SOURCE INFORMATION
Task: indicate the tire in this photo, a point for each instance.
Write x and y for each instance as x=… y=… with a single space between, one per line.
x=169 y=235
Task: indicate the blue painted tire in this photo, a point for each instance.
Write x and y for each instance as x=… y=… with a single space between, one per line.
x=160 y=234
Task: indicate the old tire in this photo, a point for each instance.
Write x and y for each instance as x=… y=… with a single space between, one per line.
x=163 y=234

EXERCISE
Filter the data above down to lines with the word "photo", and copy them.

ANSWER SPACE
Task: indicate the tire in this photo, a point for each instance.
Task: indicate the blue painted tire in this photo, a point for each instance.
Task: indicate the old tire in this photo, a point for each instance.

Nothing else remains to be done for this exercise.